**Texte source:**
..........

Une fois de plus la Gay Pride n’aura pas lieu dans les rues de Belgrade. Divers mouvements d’extrême droite ayant annoncé leur volonté de marcher contre la manifestation, initialement prévue aujourd’hui, Belgrade l’interdit donc pour la troisième année consécutive. Si la tenue du défilé est longtemps restée incertaine, les organisateurs se montraient vendredi matin pourtant très optimistes. La question pouvait toutefois légitimement se poser : invoquant de graves menaces à l’ordre public, les autorités serbes avaient annulé le rassemblement les deux années précédentes. "Nous avons décidé d’interdire l’événement en raison de sérieuses inquiétudes concernant la sécurité", expliqua le premier ministre serbe, Ivica Dacic (Parti socialiste), à la télévision nationale. "Ce n’est pas une capitulation face aux hooligans, mais une tentative d’empêcher le chaos dans les rues de Belgrade", a-t-il expliqué.
 
En juin 2001, la première Gay Pride organisée dans la capitale serbe se solda par de violents affrontements : les 50 policiers mobilisés pour assurer la sécurité des manifestants avaient été submergés par 2 000 hooligans et militants d’extrême droite.
 
En 2010, malgré un contingent policier cent fois supérieur, le centre de Belgrade fut de nouveau mis à sac par 6 000 contre-manifestants, laissant derrière eux 140 blessés.
 
Cette année, les autorités avait procédé au report des matchs de football prévus ce week-end ainsi qu’au retrait de certains panneaux de signalisation du centre-ville, par crainte de revoir des éléments violents s’en servir comme d’armes. Autant de précautions prises en vain, le premier ministre Ivica Dacic annonçant en soirée l’annulation de la manifestation.

..........

**Lignes de données:**
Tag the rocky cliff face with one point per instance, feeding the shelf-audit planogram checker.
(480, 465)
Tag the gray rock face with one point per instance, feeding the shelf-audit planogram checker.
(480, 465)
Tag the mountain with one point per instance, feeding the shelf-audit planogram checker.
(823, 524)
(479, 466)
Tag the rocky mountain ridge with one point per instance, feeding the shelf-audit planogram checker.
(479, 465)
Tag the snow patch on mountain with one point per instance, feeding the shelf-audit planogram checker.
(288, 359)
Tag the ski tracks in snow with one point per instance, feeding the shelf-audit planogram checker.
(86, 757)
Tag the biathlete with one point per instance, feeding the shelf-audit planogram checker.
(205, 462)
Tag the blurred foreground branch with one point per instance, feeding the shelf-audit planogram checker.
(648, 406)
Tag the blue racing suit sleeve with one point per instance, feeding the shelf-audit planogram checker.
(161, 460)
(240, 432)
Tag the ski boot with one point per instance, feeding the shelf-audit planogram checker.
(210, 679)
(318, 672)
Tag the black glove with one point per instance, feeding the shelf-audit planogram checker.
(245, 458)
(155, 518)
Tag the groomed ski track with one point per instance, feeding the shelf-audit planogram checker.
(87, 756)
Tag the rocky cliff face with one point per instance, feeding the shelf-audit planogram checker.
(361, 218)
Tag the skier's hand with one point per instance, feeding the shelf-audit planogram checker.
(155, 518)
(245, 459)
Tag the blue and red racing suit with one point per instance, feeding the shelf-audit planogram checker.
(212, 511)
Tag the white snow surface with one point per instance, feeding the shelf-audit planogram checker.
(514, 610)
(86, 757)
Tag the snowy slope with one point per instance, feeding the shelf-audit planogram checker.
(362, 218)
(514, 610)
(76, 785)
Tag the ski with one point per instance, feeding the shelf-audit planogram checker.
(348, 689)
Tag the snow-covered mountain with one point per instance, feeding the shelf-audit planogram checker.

..........

**Consigne A:**
Dans l'article sur la Gay Pride de Belgrade, relevez chaque nombre de personnes écrit en chiffres, avec le groupe qu'il désigne.
**Consigne B:**
Écrivez la suite de l'article sur la Gay Pride de Belgrade à partir de sa dernière phrase.

**Réponse A:**
- 50 : les policiers mobilisés pour assurer la sécurité des manifestants en juin 2001
- 2 000 : les hooligans et militants d'extrême droite en juin 2001
- 6 000 : les contre-manifestants en 2010
- 140 : les blessés en 2010

**Réponse B:**
Les associations LGBT ont immédiatement répondu en lançant un appel au rassemblement à 23 heures devant le bâtiment du gouvernement serbe. Portant une banderole titrant "ceci est une gay pride", ce cortège improvisé marcha en direction du Parlement, salué par quelques concerts de klaxons. Après s’être heurtés aux forces de sécurité aux abords du Parlement, les manifestants obtinrent finalement le droit de déposer symboliquement un drapeau arc-en-ciel de plusieurs mètres devant les marches du bâtiment. "Que vive la Serbie, que vive la Gay Pride !" clamèrent une poignée de militants.
 
"On ne s’y attendait pas du tout", affirma l’une des organisatrices, en tête de cortège. "Je ne sais pas ce qui va se passer par la suite, continua-t-elle. C’est une surprise totale et il faut qu’on s’organise. Ce soir, on est là, au moins on aura fait quelque chose. Quoi qu’il en soit, rien ne pourra nous empêcher de délivrer notre message. Tous ces gens ici ce soir se sont réunis de façon très spontanée, nous sommes supportés."
 
LA DÉFENSE DE LA FAMILLE "NATURELLE"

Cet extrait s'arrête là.